Which Roe Bucks to Take

Heym SR20

Well-Known Member
Am interested in any thoughts on choice of bucks to take - ie what selection criteria do you use before squeezing the trigger. Thoughts prompted by Wayne Davis's video of a very nice looking buck - I would have possibly left it on the basis that it has a nice symetrical head that given a few years could be an even better trophy, and in the meantime his DNA will get spread around.

The obvious cull beasts are:

1) Sick or injured beasts

2) Very old animals going back

But it is the younger smaller beasts where my questions arise. Should you,

1) Leave them to get bigger, and if they push out / displace the bigger older beasts then that's natural selection taking place

2) Take any you see, on the basis that you do need to cull say 10 or 15% just to keep the population stable and its difficult enough spotting bucks, let alone getting into them for a safe and certain shot. And if you take out one buck, you are leaving plenty of space for others to come in.

3) Take any with scruffy heads, bent antlers etc and leave the good ones.

4) or as another friend puts it - take anything that is half decent on the basis that if you don't somebody else will and you will only ever see a fraction of what is actually on the ground.


Well-Known Member
Hi Heym, I think it depends on how big your patch of ground is and whether you have neighbours who are like minded.

With the cull beasts I tend to take everything that is poor, very old, too young, sick or just 'not right'. I'll leave some that show promise and will not shoot good middle aged beasts. You should achieve your cull numbers by doing the same and if you haven't got your numbers then you can be selective with what you take from the rest of the population.

A friend has been doing it this way for three years now on a large patch of ground and the quality of the stock is improving. When he went there the previous tenant had shot pretty much all the bucks so there was a nice base line to work from.

With the big fellas I take the view that if I don't shoot him then I will be happy I took that decision as he will pass on his genes. If someone else does then thats up to them but I don't have to live with their conscience and I don't really want a silver or bronze on my wall and then think 'well if I'd left it it would have been better and would have sired may good fawns'

Each to their own



Nick Gordon

Well-Known Member
Good afternoon, Heym,

Another factor is the type of ground you stalk.

The ground I stalk is a forestry block surrounded by a red deer fence and which was planted in two sections a number of years apart both of which are now well past their best for roe.

Because of the height of the ground and the feeding, it has not produced anything other than "scrap" - six pointers yes but nothing above 40lbs into the dealer :cry:

When the tress were still subject to grants, the land manager instructed me to shoot as many bucks and does as I could on the basis that, from his experience both as a manager and as a stalker, I would only be lucky if I shot one in four deer in the wood at that time.

I did leave some "good" bucks but never saw them again.

---*---

◆ What to work on ◆
According to the discussion on choosing which roe bucks to take, what are the two obvious kinds of cull beasts listed in the opening post?

◆ Data items ◆
---*---

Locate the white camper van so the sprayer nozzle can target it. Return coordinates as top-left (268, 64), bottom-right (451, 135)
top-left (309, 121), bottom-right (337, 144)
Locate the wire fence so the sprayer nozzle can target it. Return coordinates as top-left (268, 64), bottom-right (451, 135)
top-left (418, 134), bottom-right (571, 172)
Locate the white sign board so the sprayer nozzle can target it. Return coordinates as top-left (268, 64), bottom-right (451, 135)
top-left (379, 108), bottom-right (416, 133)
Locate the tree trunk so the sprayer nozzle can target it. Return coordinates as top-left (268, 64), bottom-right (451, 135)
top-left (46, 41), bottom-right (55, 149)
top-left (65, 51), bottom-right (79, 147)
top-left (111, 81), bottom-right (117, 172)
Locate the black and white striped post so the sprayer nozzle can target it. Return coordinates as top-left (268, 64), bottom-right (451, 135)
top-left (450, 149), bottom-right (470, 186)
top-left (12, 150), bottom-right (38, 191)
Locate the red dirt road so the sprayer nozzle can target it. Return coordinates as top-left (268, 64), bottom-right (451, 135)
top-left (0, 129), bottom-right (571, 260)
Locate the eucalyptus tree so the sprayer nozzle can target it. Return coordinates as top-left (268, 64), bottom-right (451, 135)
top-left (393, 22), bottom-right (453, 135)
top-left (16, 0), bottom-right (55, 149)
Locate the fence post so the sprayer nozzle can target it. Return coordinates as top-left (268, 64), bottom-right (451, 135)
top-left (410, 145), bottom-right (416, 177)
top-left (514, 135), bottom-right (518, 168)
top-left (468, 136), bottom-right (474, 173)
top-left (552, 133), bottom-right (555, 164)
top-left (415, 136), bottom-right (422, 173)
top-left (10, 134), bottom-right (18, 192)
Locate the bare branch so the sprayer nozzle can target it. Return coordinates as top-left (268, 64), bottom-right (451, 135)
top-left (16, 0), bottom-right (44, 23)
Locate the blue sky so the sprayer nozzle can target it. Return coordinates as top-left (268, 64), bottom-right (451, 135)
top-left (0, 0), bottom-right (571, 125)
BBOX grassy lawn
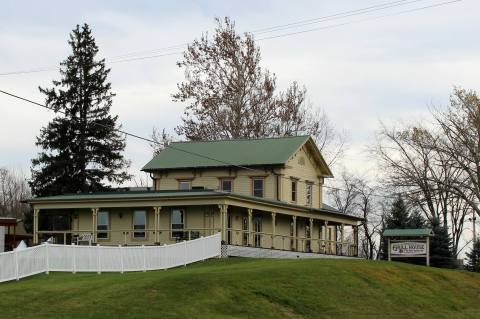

---*---

◆ Expected answer ◆
Sick or injured beasts, and very old animals going back.